## EXERCISE PASSAGE
The Imperatives of Useful Occupation

I encounter Mum in the garden. She is pacing, a hanky in her hand, red-eyed.

You ok Ma?

No, she says, not really.

What’s up Ma?

Oh I don’t know; I just feel so bloody useless. I can’t do anything.

And her eyes fill and spill.

When my mum cries I feel afraid; I associate her tears with months and months and months of deepdarkdespair where she is quite lost to our reach. My mum has rarely articulated normal sadness – the transient kind, the kind that comes and overwhelms and then goes. Even when my dad died my mum carried on in her dry-eyed, straight-backed stoic way, making necessary decisions, making sure we were all ok. Because she was well.

When my mum is sad, somebody tiptoes across my grave and my hackles rise for I fear a sickness, her sickness, is approaching with stealth.

## INSTRUCTIONS FOR THE TASK
Extend the passage about the mother's tears in the garden by several paragraphs, beginning right after its final sentence and keeping its first-person voice and tone.

## DATASET ENTRIES
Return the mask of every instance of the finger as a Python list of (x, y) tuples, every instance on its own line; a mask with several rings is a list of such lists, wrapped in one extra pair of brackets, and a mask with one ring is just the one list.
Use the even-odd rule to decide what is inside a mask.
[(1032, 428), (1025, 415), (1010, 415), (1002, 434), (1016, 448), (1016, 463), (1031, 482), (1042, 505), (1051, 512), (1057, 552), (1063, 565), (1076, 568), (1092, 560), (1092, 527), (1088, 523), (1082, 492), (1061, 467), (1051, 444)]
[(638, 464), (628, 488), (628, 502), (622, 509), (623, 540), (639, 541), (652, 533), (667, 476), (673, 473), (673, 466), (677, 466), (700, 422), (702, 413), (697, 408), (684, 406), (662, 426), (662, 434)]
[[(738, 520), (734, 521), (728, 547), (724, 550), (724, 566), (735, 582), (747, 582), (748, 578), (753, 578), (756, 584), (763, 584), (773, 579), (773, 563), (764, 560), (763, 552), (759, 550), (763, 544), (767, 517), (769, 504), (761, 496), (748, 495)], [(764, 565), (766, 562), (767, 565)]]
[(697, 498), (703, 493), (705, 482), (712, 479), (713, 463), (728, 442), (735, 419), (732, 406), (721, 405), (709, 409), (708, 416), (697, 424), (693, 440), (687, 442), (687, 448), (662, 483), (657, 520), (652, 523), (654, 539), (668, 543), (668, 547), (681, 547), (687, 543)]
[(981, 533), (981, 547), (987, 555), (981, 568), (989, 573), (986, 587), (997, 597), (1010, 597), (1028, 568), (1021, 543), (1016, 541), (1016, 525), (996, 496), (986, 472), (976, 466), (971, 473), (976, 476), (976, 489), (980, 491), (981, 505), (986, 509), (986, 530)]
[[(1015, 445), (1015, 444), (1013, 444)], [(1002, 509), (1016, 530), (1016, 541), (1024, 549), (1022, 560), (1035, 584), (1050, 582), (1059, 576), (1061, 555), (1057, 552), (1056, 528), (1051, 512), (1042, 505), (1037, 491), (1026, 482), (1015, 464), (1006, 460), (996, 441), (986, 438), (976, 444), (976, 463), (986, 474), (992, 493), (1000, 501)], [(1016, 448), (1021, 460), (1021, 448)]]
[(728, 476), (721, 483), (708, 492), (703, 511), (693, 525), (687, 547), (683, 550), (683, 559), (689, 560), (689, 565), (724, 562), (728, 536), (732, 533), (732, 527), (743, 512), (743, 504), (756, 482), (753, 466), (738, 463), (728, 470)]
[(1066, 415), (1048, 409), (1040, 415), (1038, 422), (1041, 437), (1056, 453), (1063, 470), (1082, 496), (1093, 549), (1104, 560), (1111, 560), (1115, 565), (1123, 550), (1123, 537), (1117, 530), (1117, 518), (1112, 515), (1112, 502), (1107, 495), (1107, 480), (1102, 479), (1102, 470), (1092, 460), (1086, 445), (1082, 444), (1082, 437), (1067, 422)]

## EXERCISE RESPONSE
When mum had her stroke I asked her neuro, ‘does this mean, does this huge trauma to her brain mean she will not suffer from Depression again?’ I was sure that a strike substantial enough to rob her of an ability to read would also steal away melancholy.

No’, he said, ‘different part of the brain’, he said.

But Mum has been well since her stroke. A paradox. Thin, frail, confused in the early months but essentially well – better, certainly, than she had been in the preceding two years when Depression had gnawed away at mind, body, soul so that her eyes were enormous and afraid in a thin face, so that she had to use a safety pin to secure trousers which sank at her waist.

I take Mum’s arm and guide her around the garden.

Why do you feel useless, Mum? I ask (as if I need to: she can no longer navigate a book easily, or her iPad or the remote control, cannot remember much, can no longer drive, manage her own money, most days she cannot recall the name of the places she has lived and where she lives now).

Because, she says, I can’t even write a letter.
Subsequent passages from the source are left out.